Written instruction: Put every line of the records below into a numbered list, leaving out any blank lines.

Stored items from a collection:
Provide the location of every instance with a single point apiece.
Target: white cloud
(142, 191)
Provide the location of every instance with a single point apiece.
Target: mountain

Task solution:
1. Provide the location of every instance with a single point apiece.
2. Target: white cloud
3. (142, 191)
4. Provide the location of every instance with a single point apiece.
5. Target: mountain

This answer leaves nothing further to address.